_What you will do_
Each line from the start of the data below through the one containing "Query: orange wall" must be reproduced exactly.

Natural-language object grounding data

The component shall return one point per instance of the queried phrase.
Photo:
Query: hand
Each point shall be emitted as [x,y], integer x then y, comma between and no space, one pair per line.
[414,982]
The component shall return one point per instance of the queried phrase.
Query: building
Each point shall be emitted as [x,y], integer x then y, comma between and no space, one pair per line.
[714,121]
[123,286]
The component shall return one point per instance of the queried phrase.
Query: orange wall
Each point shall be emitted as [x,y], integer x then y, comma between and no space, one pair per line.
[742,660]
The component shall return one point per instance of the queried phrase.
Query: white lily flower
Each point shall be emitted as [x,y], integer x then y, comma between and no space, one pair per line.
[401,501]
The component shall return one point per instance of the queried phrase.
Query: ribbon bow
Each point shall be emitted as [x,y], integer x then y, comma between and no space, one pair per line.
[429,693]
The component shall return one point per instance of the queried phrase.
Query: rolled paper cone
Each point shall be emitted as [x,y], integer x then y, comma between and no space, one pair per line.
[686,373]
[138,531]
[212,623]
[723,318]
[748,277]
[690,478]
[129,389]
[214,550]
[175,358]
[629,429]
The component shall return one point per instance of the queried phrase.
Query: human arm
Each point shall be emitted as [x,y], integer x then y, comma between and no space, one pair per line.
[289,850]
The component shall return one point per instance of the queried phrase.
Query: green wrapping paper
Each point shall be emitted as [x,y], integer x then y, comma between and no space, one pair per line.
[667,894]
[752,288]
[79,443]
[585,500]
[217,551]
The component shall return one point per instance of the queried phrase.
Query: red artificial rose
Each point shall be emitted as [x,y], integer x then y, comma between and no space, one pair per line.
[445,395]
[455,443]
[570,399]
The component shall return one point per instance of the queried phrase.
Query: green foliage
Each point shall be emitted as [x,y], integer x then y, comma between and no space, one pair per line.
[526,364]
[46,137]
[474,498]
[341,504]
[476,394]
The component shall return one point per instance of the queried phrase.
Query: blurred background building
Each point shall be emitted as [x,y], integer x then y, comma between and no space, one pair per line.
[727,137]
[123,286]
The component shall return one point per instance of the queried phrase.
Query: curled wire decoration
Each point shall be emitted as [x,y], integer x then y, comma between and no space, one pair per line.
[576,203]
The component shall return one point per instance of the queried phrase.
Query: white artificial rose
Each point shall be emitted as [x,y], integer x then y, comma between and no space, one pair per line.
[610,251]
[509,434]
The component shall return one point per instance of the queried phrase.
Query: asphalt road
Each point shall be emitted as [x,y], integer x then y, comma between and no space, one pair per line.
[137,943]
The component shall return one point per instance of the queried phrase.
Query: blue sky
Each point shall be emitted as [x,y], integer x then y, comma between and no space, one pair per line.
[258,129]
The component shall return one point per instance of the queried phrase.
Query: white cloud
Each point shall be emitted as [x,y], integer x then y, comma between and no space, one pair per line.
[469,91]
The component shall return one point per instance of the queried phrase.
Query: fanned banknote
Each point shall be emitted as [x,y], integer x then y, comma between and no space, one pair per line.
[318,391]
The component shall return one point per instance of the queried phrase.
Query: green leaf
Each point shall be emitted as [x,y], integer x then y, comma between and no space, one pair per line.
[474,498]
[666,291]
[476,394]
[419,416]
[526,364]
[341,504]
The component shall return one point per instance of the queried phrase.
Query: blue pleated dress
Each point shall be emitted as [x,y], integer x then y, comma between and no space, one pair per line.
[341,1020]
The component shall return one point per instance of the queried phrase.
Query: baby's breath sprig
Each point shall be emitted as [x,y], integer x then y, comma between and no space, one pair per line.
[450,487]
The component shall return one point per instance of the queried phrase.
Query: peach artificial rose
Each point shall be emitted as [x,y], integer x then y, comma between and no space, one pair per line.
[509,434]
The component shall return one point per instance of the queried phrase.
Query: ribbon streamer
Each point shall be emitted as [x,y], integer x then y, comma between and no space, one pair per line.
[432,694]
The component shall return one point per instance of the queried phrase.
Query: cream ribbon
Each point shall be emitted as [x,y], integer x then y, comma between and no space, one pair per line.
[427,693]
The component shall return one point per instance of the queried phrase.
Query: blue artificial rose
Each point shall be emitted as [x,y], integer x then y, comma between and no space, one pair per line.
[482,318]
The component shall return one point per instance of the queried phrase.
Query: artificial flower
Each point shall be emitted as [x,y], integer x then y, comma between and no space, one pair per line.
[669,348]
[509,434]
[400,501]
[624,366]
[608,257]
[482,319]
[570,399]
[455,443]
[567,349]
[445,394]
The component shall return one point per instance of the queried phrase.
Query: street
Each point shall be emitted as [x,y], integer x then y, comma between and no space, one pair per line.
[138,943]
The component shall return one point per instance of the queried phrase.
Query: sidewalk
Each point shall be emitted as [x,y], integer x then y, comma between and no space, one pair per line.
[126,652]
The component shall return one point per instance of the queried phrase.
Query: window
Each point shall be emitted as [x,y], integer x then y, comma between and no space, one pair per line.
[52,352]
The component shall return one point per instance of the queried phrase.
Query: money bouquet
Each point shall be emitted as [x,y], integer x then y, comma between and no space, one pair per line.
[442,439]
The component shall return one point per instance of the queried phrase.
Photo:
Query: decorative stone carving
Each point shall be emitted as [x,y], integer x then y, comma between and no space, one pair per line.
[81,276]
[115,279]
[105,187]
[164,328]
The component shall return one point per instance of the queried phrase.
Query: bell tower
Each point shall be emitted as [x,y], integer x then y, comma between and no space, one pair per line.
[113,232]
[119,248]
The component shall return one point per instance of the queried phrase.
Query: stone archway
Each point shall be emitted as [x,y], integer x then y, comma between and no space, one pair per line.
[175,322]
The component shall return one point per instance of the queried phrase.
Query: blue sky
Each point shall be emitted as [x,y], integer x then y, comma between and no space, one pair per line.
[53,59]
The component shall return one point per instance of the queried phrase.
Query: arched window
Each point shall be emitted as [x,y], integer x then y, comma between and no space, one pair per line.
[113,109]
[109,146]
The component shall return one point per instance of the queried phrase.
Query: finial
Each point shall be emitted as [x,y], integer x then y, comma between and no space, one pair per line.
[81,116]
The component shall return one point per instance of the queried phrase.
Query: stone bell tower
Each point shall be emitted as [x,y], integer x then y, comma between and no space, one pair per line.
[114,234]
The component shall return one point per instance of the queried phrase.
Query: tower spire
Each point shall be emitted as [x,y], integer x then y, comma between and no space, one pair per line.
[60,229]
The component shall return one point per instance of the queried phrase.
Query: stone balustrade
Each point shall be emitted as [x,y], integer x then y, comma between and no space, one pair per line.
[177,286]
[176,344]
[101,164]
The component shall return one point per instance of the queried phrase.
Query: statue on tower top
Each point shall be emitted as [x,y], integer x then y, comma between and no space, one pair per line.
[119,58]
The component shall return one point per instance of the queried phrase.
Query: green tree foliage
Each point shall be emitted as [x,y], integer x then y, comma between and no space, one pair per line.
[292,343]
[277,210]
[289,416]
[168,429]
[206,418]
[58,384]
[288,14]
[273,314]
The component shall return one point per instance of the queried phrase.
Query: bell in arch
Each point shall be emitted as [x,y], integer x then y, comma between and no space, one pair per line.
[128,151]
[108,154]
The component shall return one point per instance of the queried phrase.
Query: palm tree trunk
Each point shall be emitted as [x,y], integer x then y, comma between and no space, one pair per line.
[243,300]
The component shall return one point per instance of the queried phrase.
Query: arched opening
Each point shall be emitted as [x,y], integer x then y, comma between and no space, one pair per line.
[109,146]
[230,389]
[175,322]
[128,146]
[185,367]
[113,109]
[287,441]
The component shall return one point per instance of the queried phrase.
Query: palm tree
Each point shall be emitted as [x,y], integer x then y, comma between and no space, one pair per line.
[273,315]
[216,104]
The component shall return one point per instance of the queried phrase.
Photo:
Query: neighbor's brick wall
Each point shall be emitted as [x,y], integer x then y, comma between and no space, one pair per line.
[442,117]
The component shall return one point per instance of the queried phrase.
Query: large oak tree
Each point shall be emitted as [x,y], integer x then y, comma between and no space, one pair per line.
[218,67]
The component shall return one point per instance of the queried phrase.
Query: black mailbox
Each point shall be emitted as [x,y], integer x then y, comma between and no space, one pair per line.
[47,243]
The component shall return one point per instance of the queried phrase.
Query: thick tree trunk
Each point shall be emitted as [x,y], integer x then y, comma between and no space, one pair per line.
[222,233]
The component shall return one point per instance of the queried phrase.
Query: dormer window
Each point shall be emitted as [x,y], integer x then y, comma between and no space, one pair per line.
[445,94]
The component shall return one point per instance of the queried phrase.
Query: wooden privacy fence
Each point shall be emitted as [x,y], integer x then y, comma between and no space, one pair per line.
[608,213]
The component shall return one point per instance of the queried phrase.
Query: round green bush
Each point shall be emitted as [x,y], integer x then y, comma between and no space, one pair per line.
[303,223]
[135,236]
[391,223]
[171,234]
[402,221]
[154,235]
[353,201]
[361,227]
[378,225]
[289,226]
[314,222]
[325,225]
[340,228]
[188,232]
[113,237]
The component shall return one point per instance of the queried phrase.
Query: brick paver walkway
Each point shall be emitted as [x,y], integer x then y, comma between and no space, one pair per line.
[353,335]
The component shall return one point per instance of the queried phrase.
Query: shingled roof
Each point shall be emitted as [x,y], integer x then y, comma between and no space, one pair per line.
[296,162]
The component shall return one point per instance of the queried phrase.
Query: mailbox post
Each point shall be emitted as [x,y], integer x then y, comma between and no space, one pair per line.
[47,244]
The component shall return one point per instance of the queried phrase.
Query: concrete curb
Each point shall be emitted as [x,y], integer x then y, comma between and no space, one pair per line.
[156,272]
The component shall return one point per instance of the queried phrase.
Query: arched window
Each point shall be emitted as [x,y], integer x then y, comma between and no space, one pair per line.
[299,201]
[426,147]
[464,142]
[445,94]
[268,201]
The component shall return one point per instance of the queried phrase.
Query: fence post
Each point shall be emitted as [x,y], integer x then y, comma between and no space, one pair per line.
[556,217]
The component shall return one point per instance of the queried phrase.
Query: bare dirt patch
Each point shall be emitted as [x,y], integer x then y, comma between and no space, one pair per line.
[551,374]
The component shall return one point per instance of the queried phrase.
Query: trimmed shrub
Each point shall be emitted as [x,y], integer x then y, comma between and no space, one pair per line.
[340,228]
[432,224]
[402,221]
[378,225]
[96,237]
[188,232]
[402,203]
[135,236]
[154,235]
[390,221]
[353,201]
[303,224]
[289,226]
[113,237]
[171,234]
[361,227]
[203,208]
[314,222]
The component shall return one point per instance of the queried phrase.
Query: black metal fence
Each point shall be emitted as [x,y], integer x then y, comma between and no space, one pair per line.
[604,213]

_Task output_
The component shall return one point per instance of the queried phrase.
Photo:
Query: hand
Each point shall be emitted as [x,y], integer x then y, comma between and no space, one pair per line.
[414,982]
The component shall return one point per instance of the queried phrase.
Query: building
Each point shall be emitted as [x,y], integer x then y, comma between and no space, one pair per line.
[714,121]
[123,286]
The component shall return one point per instance of the queried phrase.
Query: orange wall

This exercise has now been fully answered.